Enunciado 1 -
Pon en una lista numerada las líneas del listado, empezando por la primera del listado y siguiendo hasta la línea que contiene "[115, 471, 280, 637]", ambas incluidas, sin las líneas en blanco.

El general Quinto Cecilio Metelo, conquistador de Macedonia, construyó en 140 a.C., cerca de la Isla Tiberina de Roma, un pórtico lleno de obras de arte, entre ellas esculturas a tamaño real de los generales de Alejandro Magno. Era un monumento político propicio también para transmitir el poder del militar de la familia imperial, por lo que el princeps Augusto decidió reformarlo en 14 a.C. y dedicarlo a su hermana Octavia, una mujer admirada y adorada por el pueblo y la primera en ser divinizada —la primera mortal en ser representada en una estatua fue Cornelia—.
La sensación de entrar al Pórtico de Octavia debía ser imponente: tras cruzar el porche, la gente accedía a una hermosa y amplia plaza de 135x115 metros rodeada de un muro perimetral porticado y donde se alzaban los templos de Júpiter Stator, el primero de Roma levantado por completo en mármol, y el de Juno Regina. Lo curioso es que tenían las decoraciones cambiadas: una apariencia femenina de las pinturas en el primero y un tono masculino en el segundo. Según Plinio, el error de los obreros se interpretó como voluntad divina y se hizo permanente.

Registros de datos -
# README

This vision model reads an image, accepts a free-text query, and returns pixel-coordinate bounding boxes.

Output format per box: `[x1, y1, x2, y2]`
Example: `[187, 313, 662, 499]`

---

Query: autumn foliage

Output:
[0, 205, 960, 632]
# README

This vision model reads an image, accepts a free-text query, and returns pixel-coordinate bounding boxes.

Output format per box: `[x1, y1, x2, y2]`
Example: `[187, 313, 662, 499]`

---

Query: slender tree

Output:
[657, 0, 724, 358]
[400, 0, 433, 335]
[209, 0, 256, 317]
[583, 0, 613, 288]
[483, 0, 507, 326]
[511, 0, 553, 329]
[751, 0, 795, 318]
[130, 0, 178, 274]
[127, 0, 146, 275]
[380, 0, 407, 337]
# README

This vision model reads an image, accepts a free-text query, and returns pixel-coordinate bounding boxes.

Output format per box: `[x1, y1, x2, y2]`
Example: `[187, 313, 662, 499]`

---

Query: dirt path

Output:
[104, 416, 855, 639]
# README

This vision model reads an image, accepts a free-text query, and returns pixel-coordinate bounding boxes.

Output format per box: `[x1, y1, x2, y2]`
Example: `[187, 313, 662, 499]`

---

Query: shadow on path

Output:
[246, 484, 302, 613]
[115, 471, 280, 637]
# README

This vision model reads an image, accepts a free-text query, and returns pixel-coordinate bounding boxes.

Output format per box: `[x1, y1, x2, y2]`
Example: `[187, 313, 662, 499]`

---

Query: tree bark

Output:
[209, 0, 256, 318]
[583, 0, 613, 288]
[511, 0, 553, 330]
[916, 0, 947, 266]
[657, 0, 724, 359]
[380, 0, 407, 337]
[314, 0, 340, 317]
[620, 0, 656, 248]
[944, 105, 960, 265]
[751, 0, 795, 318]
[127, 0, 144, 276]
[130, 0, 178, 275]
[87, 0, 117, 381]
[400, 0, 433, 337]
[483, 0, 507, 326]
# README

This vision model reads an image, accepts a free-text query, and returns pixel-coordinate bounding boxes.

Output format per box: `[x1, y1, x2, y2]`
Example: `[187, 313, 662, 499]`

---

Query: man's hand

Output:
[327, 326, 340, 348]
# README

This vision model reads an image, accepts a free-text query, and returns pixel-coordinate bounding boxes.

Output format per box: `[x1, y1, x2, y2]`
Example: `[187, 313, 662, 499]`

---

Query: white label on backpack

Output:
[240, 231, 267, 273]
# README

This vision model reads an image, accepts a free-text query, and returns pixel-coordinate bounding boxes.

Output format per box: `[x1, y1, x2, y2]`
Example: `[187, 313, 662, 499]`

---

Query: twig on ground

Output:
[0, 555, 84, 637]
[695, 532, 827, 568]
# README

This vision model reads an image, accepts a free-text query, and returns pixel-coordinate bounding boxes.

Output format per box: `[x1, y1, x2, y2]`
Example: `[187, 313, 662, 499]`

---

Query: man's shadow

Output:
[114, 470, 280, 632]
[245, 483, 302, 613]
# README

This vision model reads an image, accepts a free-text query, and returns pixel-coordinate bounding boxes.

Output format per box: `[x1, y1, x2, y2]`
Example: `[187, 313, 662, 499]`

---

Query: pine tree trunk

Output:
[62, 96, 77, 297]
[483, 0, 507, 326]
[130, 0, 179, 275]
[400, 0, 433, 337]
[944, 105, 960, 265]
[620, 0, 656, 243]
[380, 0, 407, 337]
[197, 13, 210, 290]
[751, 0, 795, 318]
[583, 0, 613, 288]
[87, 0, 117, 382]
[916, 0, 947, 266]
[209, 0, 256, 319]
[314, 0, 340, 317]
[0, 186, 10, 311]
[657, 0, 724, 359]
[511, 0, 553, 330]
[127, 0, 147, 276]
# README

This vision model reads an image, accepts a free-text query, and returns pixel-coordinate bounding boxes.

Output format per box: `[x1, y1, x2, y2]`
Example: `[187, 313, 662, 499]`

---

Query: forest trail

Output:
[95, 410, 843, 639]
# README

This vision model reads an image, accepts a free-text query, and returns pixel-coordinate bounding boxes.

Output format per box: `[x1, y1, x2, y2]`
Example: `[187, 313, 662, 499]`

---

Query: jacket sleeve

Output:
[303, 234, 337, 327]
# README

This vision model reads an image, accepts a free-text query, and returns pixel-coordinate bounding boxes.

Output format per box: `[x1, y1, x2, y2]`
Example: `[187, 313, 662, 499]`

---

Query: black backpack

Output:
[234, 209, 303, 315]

Enunciado 2 -
Transcribe del texto sobre el Pórtico de Octavia el pasaje que empieza con "La sensación de" y sigue hasta "se hizo permanente.".

Solución 1 -
1. # README
2. This vision model reads an image, accepts a free-text query, and returns pixel-coordinate bounding boxes.
3. Output format per box: `[x1, y1, x2, y2]`
4. Example: `[187, 313, 662, 499]`
5. ---
6. Query: autumn foliage
7. Output:
8. [0, 205, 960, 632]
9. # README
10. This vision model reads an image, accepts a free-text query, and returns pixel-coordinate bounding boxes.
11. Output format per box: `[x1, y1, x2, y2]`
12. Example: `[187, 313, 662, 499]`
13. ---
14. Query: slender tree
15. Output:
16. [657, 0, 724, 358]
17. [400, 0, 433, 335]
18. [209, 0, 256, 317]
19. [583, 0, 613, 288]
20. [483, 0, 507, 326]
21. [511, 0, 553, 329]
22. [751, 0, 795, 318]
23. [130, 0, 178, 274]
24. [127, 0, 146, 275]
25. [380, 0, 407, 337]
26. # README
27. This vision model reads an image, accepts a free-text query, and returns pixel-coordinate bounding boxes.
28. Output format per box: `[x1, y1, x2, y2]`
29. Example: `[187, 313, 662, 499]`
30. ---
31. Query: dirt path
32. Output:
33. [104, 416, 855, 639]
34. # README
35. This vision model reads an image, accepts a free-text query, and returns pixel-coordinate bounding boxes.
36. Output format per box: `[x1, y1, x2, y2]`
37. Example: `[187, 313, 662, 499]`
38. ---
39. Query: shadow on path
40. Output:
41. [246, 484, 302, 613]
42. [115, 471, 280, 637]

Solución 2 -
La sensación de entrar al Pórtico de Octavia debía ser imponente: tras cruzar el porche, la gente accedía a una hermosa y amplia plaza de 135x115 metros rodeada de un muro perimetral porticado y donde se alzaban los templos de Júpiter Stator, el primero de Roma levantado por completo en mármol, y el de Juno Regina. Lo curioso es que tenían las decoraciones cambiadas: una apariencia femenina de las pinturas en el primero y un tono masculino en el segundo. Según Plinio, el error de los obreros se interpretó como voluntad divina y se hizo permanente.